=== Goal of the exercise ===
Retype the passage on Thai democracy below, word for word, from "No, I am not" to "the ordinary people.".

=== Text to read ===
━━━

Democracy is necessary as a means of resolving conflicts without violent means. This much is obvious. One who has followed Thai politics for some time might say “But this is already a democracy. We have elections and Thaksin turned out to be duly elected. What is wrong with it?” Well, what is wrong is that it appeared that Thaksin tried to bend the law for his own purposes. A democracy has to be backed up by a strong legal system, so that when one tries to gain unfair advantages the law would prevent that from happening. More specifically there has to be a boundary beyond which even democratically elected government cannot cross. This is a persistent theme in political philosophy. Should there be a limit to the power of a democracy?
No, I am not condoning coup d’etats by any means. This is why I am talking about growing pains of Thai politics. The conflict that is happening now, if handled carefully, will mature into some kind of normal diversity of opinions in a functioning democracy. Both groups who are demonstrating have their own visions of what they want Thailand to become. The diversity could then sort itself out in the normal kind of democratic choice. The problem in Thailand for so long is that this diversity has been kept under the carpet, and those who have the real say in how the country is governed are the bureaucrats and technicians who think that they know more and better than the ordinary people.

━━━

=== Data excerpts ===
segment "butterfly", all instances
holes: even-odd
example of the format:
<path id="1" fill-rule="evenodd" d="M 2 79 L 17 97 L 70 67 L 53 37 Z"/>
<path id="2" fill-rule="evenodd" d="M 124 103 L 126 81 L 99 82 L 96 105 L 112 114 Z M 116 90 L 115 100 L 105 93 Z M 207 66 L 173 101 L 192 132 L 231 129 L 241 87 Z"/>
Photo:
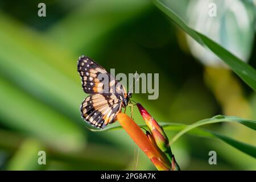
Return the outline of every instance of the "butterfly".
<path id="1" fill-rule="evenodd" d="M 77 71 L 84 92 L 89 94 L 81 105 L 82 118 L 100 129 L 115 122 L 117 114 L 129 103 L 131 93 L 126 93 L 119 81 L 88 57 L 79 57 Z"/>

━━━

=== Exercise answer ===
No, I am not condoning coup d’etats by any means. This is why I am talking about growing pains of Thai politics. The conflict that is happening now, if handled carefully, will mature into some kind of normal diversity of opinions in a functioning democracy. Both groups who are demonstrating have their own visions of what they want Thailand to become. The diversity could then sort itself out in the normal kind of democratic choice. The problem in Thailand for so long is that this diversity has been kept under the carpet, and those who have the real say in how the country is governed are the bureaucrats and technicians who think that they know more and better than the ordinary people.